Text to read.
○ ○ ○ ○ ○

Monthly Archives: October 2009
If I ate nothing but the apples that Laura and I recently picked I bet I could live for a month without really ever feeling hungry. (I’m sure I’d feel a lot of other things with that kind of diet, but the point is that I’d survive). The thing is, I don’t really need all these apples to survive; though I’m not rich I’ve always had enough money to buy food. That means that the apples are all extra food. Nice, but not necessary.
As I’ve thought about the vast amount of extra food that I’ve acquired in the last few days I’ve found my thoughts turning to people who don’t have food at all. As I understand it, there are many parts of the world plagued by hunger, malnutrition, and famine. Accordingly, while I picked apples I began to wonder why we couldn’t send all our surplus fruit to those places.
There are, of course, practical problems with sending something like apples to places like Africa. Though it could probably be done, preserving the fruit for that long would probably be inefficient and costly (and other kinds of food would be much better to ship). Likewise, planting apple trees in locations where there are problems with hunger would also not work because of the climate. Thus, my conclusion was that the apples I picked could not realistically contribute to ending world hunger.
Or could they? While there are many ways to alleviate world hunger without local apples, the fact that they may provide extra food leads me to believe that they might contribute by freeing up funds that would otherwise be spent on food. So, for example, if I’m able to eat apples for breakfast for the next week, I have theoretically saved some money by not buying my normal food, which could then be donated to those who don’t have food (a familiar idea to my fellow Mormons out there).
While my own charitable contributions could no doubt help many people, I can’t help but wonder if this idea could make a huge dent in world hunger. Let’s estimate that the typical city block has 300 residents (that’s way too high if you live in the suburbs but probably low if you live in a high rise). Now, lets imagine that each of those people ate two apples a day for breakfast for a week. If each person normally spent one dollar on break fast, that means each person has saved seven dollars by eating apples. Collectively, the block has saved $2100. Now imagine if most of the blocks in a given city tried that. Imagine if most of the cities in the United State tried it. Very quickly there would be millions (or probably billions) of dollars.
This plan would be incredibly easy to implement. 300 people eating two apples a day for seven days would require 4200 apples. Lets say each tree that was planted ended up being really scrawny and only produced 300 apples. That would mean that the block of 300 people would need 14 trees. The typical residential city block has more than 14 yards, so that would be fewer than one tree per yard. In reality, however, each block would probably need far fewer trees (though I don’t see why they wouldn’t want even more). Obviously it would take a few years for the trees to produce, but when they did the results could literally change the world.

○ ○ ○ ○ ○

Data lines.
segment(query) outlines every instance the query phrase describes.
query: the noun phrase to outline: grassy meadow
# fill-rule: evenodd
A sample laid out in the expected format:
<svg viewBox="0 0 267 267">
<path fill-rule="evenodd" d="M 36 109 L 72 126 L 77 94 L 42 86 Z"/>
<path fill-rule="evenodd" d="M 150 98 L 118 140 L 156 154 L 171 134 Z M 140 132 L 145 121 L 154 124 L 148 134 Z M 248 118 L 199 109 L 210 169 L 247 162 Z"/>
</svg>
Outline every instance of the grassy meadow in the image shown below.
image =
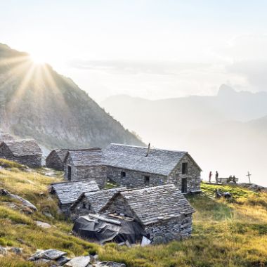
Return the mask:
<svg viewBox="0 0 267 267">
<path fill-rule="evenodd" d="M 113 243 L 101 247 L 72 235 L 72 223 L 58 212 L 57 200 L 47 188 L 62 180 L 61 173 L 49 177 L 44 169 L 32 171 L 3 160 L 0 166 L 0 188 L 26 198 L 38 209 L 27 214 L 19 209 L 19 202 L 0 197 L 0 245 L 23 248 L 21 256 L 0 257 L 0 266 L 32 266 L 27 258 L 37 249 L 49 248 L 65 251 L 70 256 L 98 253 L 101 260 L 132 267 L 267 266 L 266 193 L 202 183 L 202 194 L 187 197 L 196 211 L 191 238 L 145 247 Z M 233 198 L 215 199 L 216 188 L 230 192 Z M 35 224 L 37 220 L 52 227 L 41 228 Z"/>
</svg>

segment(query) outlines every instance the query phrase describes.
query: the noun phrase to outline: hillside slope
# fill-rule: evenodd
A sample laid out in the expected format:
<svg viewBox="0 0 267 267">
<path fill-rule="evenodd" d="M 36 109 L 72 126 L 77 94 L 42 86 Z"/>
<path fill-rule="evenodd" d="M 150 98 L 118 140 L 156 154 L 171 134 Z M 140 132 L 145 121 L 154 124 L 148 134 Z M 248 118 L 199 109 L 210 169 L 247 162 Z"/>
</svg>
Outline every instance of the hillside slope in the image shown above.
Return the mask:
<svg viewBox="0 0 267 267">
<path fill-rule="evenodd" d="M 152 146 L 189 151 L 208 178 L 235 175 L 267 186 L 267 93 L 221 86 L 214 96 L 149 100 L 117 96 L 102 103 L 123 125 Z"/>
<path fill-rule="evenodd" d="M 0 188 L 31 201 L 38 211 L 27 214 L 19 204 L 0 196 L 0 246 L 23 249 L 21 255 L 0 256 L 0 266 L 33 267 L 27 259 L 37 249 L 58 249 L 69 256 L 98 253 L 100 260 L 127 267 L 265 266 L 267 265 L 267 193 L 234 185 L 202 184 L 203 193 L 190 196 L 196 212 L 191 238 L 183 242 L 128 248 L 115 244 L 100 246 L 70 235 L 72 224 L 58 213 L 57 200 L 47 186 L 60 181 L 44 175 L 45 169 L 25 171 L 18 164 L 0 160 Z M 230 201 L 214 197 L 216 188 L 230 192 Z M 51 215 L 49 215 L 51 214 Z M 34 221 L 50 223 L 50 228 Z"/>
<path fill-rule="evenodd" d="M 142 144 L 70 79 L 3 44 L 0 128 L 50 148 Z"/>
</svg>

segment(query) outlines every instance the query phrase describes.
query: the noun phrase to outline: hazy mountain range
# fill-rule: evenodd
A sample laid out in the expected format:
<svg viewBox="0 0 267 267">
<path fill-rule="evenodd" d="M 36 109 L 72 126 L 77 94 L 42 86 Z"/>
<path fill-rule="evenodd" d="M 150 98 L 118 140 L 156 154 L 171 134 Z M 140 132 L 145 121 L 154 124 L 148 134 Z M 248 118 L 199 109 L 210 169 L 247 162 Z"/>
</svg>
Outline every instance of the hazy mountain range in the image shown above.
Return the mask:
<svg viewBox="0 0 267 267">
<path fill-rule="evenodd" d="M 0 44 L 0 128 L 48 148 L 142 142 L 70 79 Z"/>
<path fill-rule="evenodd" d="M 190 151 L 203 169 L 267 185 L 267 93 L 237 92 L 222 85 L 216 96 L 149 100 L 115 96 L 101 103 L 124 126 L 156 147 Z"/>
</svg>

○ ○ ○ ○ ○

Requests.
1) Answer these questions about the text on apples and world hunger, one line each.
(a) According to the text, why would planting apple trees where hunger is a problem not work?
(b) How many residents does the estimate assume for a typical city block?
(c) If each tree produced only 300 apples, how many trees would a block of 300 people need?
2) Carry on the text about apples and world hunger from the point where it ends.

Per-task outputs.
1)
(a) Because of the climate.
(b) 300 residents.
(c) 14 trees.

2)
As was the case with my previous apple picking post, I know that this boils a complex problem down to an oversimplified solution. I’m also not under the delusion that it is about to happen. Still, it should more or less work. It would require innovation and experimentation and would only bring about change over a long time, but it points out that the possibility of solving world problems actually exists. My apple picking experiences have reminded me, then, that what we (myself especially) lack is simply the will to do even the simplest things to make a difference.
My recent apple picking experiences have led me to ponder the roles of urban vegetation. These experiences have also reminded me of a presentation I attended a while ago at the old Gallery 110 in Provo. The presentation was on urban gardening and while I felt the presenter focused too much on symbolic acts of urban guerrilla environmentalism that ultimately couldn’t effect any change, it was a useful experience for pointing out that most city plants exists only for beautification purposes.
The apple trees that Laura and I recently found and harvested are a good example of this fact. The trees provide shade and look nice, and for most people that’s apparently all they’re good for. Similarly, Provo and BYU campus have numerous plum trees all over, but they’re trimmed to minimize how much fruit they produce because the fruit is seen as a nuisance that dirties sidewalks and streets. And of course, most lawns, trees, and bushes in urban environments bear no fruit at all and simply exist for people to enjoy.
I appreciate plants that beautify, but picking bag after bag of apples recently has led me to consider more seriously why urban vegetation can’t be visually pleasing and productive. Would Provo’s plum or apple trees be any less pretty, for example, if they were pruned to maximize their fruit yield instead of being trimmed to eliminate it? As I run and walk the streets of Provo (and, in the past, other cities I’ve lived in) I always notice new saplings planted in parks and yards. Occasionally these are fruit trees, but usually they aren’t. Why is that? What is to be lost by planting fruit trees more often than simply “attractive” trees? There may be slightly more research required to maintain a fruit tree (though any nursery worker should be able to answer questions), and of course someone will eventually have to make the effort to pick the fruit, but those seem like small prices to pay for the reward of having delicious homegrown food (that is also essentially free).
There are opportunities to turn urban settings into productive gardens right now. Again, Provo’s fruit trees provide a good example. Right now someone has to go around and trim them, so if they’re putting forth the effort anyway why not spend a little more time and prune them for their fruit? Of course, this would take some extra training and know-how, but the fruit itself could easily offset the cost. For example, cities could plant fruit trees along boulevards and pedestrian paths, and then charge local residents a small fee to come and pick the fruit on certain days of the year. It’d be like going to a farmers market, except that the “venders” (i.e. the trees) would be spread throughout the city and people would get to pick the fruit themselves. Cities could make a little extra cash, people would get fresh organic food, and there wouldn’t be rotting undersized fruit all over sidewalks. Everybody would win.
I know that’s a simplified assessment of the situation, and I’m not advocating some kind of public orchard system. Instead, I think that urban vegetation could serve many communities much better than it currently does. I don’t think (as some do) that every square inch of dirt in a city needs to be planted with carrots and lettuce (though I’m not opposed to that idea), but it seems that many communities currently put forth a lot of effort to maintain their plants. Why not focus that effort so it produces both beauty and fruit?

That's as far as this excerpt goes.